THE Namibian army has accused Angola's Unita rebels of killing two French children and their adult brother in an ambush on Monday night.

Several people were wounded, including a Briton who was taken to the capital Windhoek for an emergency operation.

A group of men in combat uniform opened fire on the vehicles near a Namibian military base on the edge of the Caprivi game reserve. Two girls, 10 and 15, and their brother, 18, were shot dead and their father severely injured.

There were unconfirmed reports that two other people may also have died.

The first two vehicles, including one carrying the French family, were brought to a halt by a barrage of bullets. Both cars had been looted by the time police arrived.

The other two vehicles were carrying 14 workers with a Danish aid agency.

They were mostly Britons, South Africans and Australians returning from a holiday in Zimbabwe. Both drivers were wounded but managed to speed away.

Namibian police said that a British woman, Syma Damil, was among those taken to the capital for emergency operations yesterday.

Last week the Foreign Office advised Britons to avoid the Caprivi strip, after the Angolan army launched an offensive to dislodge Unita from its southern strongholds.

The army's chief of staff, Major General Martin Shalli, accused Unita of the killings, but a rebel spokesman blamed Angolan government soldiers.

The incident took place near a Namibian military base used by Angolan soldiers for cross-border attacks on Unita. The attacks have helped to drive the rebels from their former headquarters at Jamba.

The government claims to have secured the 750-mile border, but Unita appears able to continue its incursions.

At the weekend, about 20 civilians were abducted near Bagani, in western Caprivi, a short drive from the site of Monday's killings. Eight people were wounded, four of them seriously, in the attack.

The police again blamed Unita, saying that the attackers had planted landmines and retreated into Angola.

MATERIAL SUPPLIED
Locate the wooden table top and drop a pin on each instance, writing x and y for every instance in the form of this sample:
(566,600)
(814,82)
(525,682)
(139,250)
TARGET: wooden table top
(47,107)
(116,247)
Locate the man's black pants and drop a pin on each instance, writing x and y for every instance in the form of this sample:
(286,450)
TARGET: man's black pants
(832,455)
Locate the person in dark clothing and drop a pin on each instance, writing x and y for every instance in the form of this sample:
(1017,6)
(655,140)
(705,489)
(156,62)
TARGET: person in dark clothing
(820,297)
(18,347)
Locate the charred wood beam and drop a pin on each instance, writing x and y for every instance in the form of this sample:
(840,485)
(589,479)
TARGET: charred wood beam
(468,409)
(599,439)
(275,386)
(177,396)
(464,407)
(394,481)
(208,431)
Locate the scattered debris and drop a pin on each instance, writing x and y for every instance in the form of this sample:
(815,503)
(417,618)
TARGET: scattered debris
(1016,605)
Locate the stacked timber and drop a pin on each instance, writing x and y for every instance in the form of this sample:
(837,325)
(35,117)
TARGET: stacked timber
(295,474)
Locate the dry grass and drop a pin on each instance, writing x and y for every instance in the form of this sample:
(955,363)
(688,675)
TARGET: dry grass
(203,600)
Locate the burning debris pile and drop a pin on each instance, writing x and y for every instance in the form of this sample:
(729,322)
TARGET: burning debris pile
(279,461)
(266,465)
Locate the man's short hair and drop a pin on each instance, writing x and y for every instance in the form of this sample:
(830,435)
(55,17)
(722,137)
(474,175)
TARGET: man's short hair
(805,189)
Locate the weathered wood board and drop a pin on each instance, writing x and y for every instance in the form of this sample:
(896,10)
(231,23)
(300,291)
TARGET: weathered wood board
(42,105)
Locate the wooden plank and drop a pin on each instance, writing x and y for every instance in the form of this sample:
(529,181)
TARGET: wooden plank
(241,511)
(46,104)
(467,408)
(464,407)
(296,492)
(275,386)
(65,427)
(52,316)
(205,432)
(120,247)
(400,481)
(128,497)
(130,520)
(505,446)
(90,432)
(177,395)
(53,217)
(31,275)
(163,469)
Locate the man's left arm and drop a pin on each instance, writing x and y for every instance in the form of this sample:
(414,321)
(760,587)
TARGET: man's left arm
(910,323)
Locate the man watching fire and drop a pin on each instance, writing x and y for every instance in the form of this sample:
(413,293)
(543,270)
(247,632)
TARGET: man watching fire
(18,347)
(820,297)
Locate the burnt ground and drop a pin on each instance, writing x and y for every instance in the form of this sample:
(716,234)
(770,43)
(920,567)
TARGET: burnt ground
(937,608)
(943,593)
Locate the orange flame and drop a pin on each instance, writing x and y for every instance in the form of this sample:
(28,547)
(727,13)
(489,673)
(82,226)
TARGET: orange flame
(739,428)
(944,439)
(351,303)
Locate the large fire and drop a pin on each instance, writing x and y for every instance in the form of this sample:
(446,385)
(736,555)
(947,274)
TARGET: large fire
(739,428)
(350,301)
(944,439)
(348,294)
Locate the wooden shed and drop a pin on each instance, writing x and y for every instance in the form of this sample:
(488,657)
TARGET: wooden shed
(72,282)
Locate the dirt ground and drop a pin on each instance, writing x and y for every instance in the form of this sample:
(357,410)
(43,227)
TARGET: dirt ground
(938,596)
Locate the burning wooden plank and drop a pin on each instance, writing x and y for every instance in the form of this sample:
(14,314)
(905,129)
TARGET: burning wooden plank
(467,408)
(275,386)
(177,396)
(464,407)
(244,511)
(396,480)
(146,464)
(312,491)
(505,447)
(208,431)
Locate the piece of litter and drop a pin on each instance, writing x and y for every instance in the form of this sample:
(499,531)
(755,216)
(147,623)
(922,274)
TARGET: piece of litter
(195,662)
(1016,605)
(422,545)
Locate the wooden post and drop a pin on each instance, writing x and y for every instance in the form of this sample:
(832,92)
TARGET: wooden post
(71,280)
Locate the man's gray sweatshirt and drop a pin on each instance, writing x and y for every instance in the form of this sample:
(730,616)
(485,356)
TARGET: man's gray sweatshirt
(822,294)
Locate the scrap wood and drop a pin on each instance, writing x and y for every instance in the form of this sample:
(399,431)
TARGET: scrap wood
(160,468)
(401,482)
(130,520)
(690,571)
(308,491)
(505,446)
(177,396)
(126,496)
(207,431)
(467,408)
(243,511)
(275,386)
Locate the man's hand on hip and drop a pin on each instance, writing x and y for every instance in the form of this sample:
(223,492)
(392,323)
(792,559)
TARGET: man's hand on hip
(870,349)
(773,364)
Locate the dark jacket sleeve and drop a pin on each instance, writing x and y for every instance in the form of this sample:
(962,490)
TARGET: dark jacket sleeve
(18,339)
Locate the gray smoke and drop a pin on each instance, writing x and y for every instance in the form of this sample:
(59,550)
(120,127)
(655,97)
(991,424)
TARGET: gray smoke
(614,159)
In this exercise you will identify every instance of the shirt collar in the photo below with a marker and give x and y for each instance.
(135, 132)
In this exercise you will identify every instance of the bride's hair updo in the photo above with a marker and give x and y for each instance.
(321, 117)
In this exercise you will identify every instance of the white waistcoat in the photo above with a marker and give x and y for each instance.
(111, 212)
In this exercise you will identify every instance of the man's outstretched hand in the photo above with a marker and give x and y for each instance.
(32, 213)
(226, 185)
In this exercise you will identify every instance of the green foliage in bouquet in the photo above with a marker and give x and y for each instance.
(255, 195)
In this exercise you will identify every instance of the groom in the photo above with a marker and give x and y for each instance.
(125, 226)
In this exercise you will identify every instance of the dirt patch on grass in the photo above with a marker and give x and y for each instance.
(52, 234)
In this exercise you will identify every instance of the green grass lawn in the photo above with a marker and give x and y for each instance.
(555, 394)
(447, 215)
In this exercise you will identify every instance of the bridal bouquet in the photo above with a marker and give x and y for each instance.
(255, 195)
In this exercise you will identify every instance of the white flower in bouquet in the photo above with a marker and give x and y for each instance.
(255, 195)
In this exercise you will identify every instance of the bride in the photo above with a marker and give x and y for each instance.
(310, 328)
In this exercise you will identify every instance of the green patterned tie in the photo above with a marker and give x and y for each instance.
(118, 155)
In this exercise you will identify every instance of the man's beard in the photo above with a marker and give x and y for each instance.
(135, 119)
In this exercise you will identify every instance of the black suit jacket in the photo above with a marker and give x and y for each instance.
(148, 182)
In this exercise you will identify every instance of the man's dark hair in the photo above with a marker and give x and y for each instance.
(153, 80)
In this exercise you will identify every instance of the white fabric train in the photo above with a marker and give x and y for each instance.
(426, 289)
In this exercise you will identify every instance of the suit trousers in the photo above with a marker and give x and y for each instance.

WRITTEN INSTRUCTION A
Reproduce the stretch of the Caprivi ambush report from "The other two" through "Angolan government soldiers.", substituting "Norwegian" for "Danish".
WRITTEN INSTRUCTION B
According to the Caprivi ambush report, how old were the two girls who were shot dead?

EXERCISE SOLUTION A
The other two vehicles were carrying 14 workers with a Norwegian aid agency.

They were mostly Britons, South Africans and Australians returning from a holiday in Zimbabwe. Both drivers were wounded but managed to speed away.

Namibian police said that a British woman, Syma Damil, was among those taken to the capital for emergency operations yesterday.

Last week the Foreign Office advised Britons to avoid the Caprivi strip, after the Angolan army launched an offensive to dislodge Unita from its southern strongholds.

The army's chief of staff, Major General Martin Shalli, accused Unita of the killings, but a rebel spokesman blamed Angolan government soldiers.

EXERCISE SOLUTION B
10 and 15